Can you duplicate the rows starting at the line that contains "Where can the" and ending at the line that contains "Target: white painted wall", both ends included?

>> begin Records provided

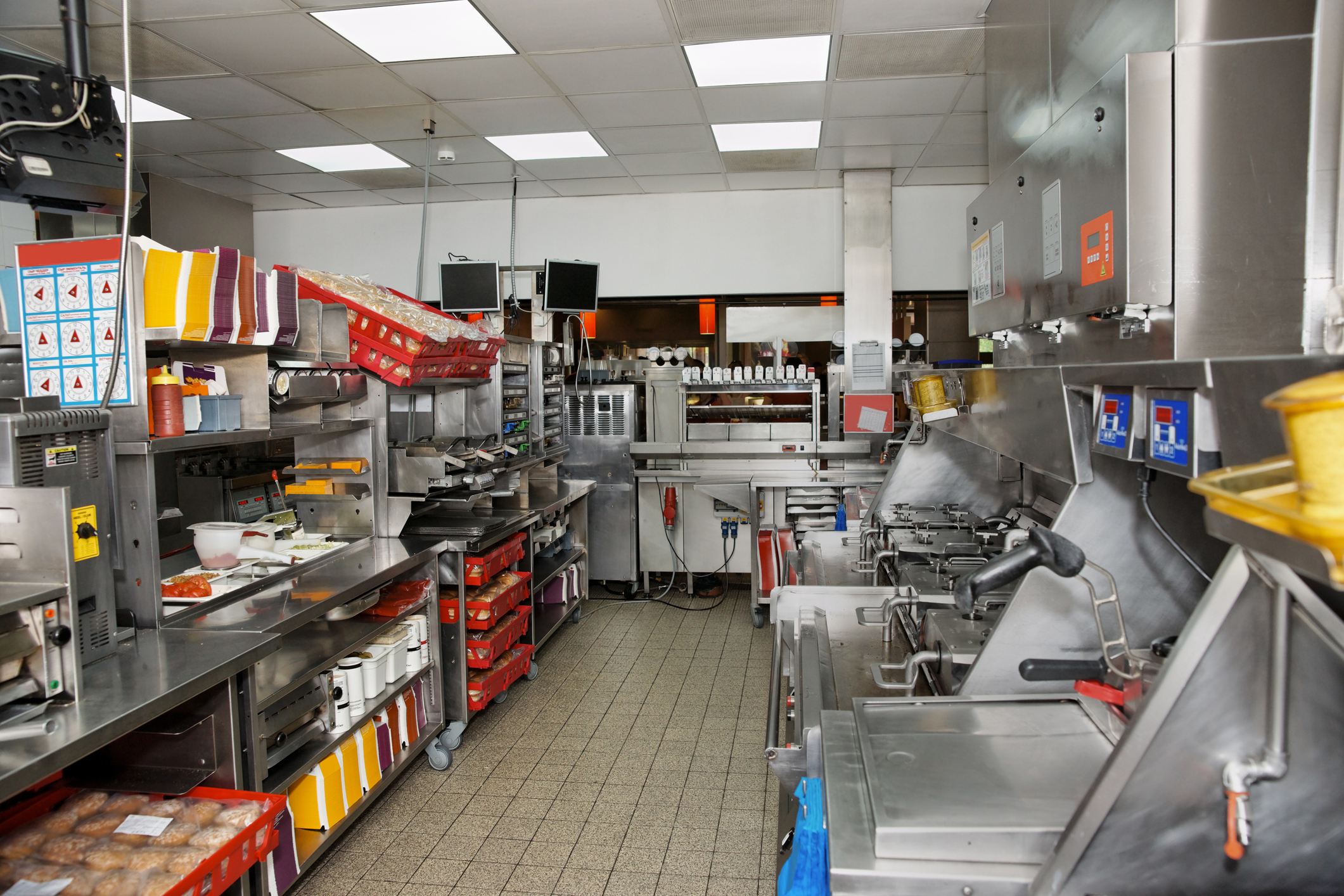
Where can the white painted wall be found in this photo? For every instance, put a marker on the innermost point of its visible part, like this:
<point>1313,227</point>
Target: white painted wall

>> end Records provided
>> begin Records provided

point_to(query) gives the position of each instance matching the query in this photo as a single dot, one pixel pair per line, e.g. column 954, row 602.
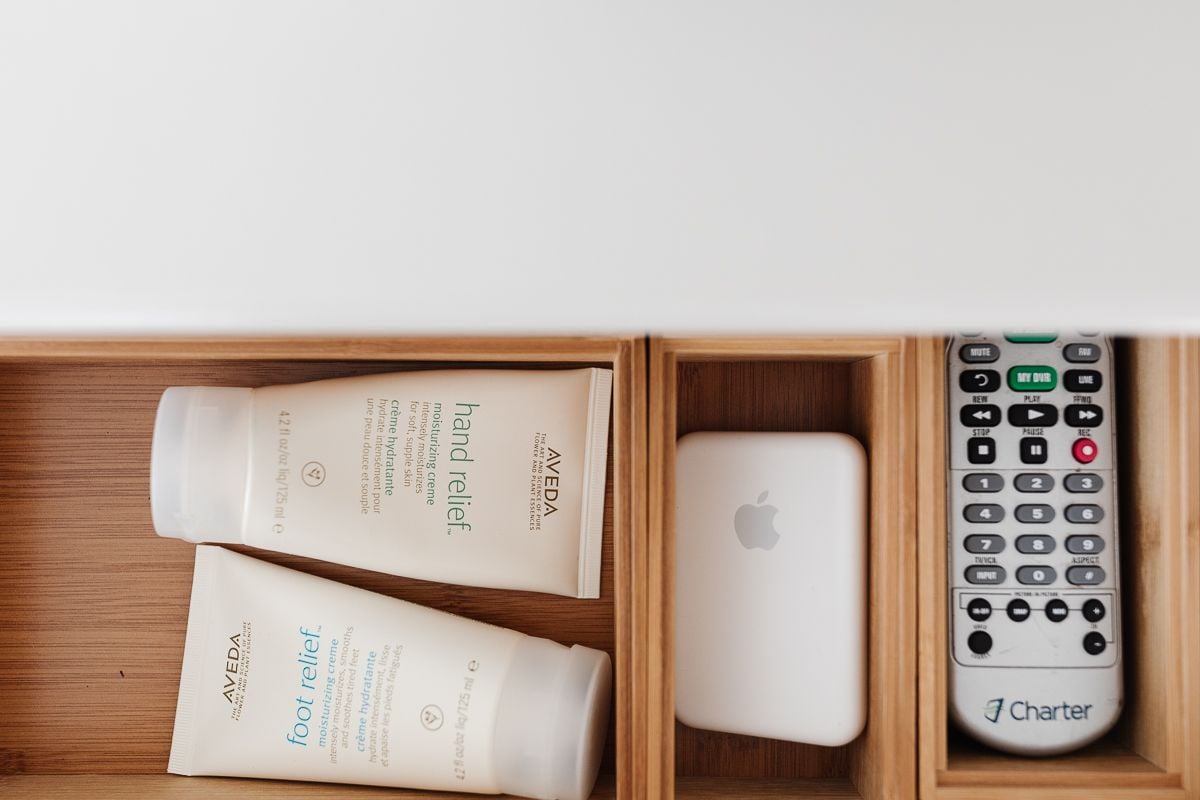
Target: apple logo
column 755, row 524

>> end Records provided
>> begin Records provided

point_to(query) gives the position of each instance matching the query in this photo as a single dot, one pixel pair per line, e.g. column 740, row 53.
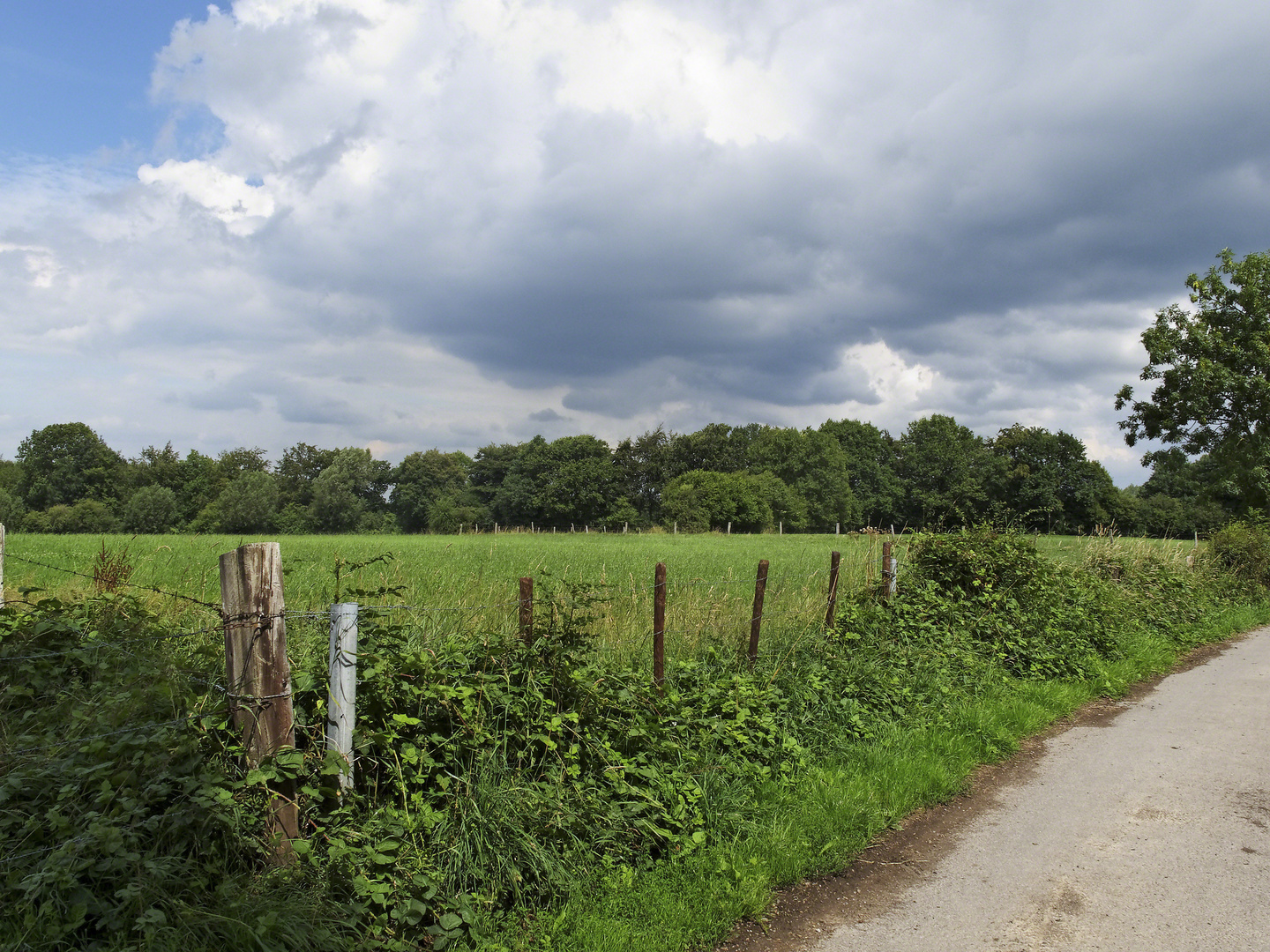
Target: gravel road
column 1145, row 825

>> end Records provided

Answer to the task:
Where can the white painted wall be found in this photo? For every instance, put a marker on the innermost point of its visible part, like this:
<point>1313,227</point>
Target: white painted wall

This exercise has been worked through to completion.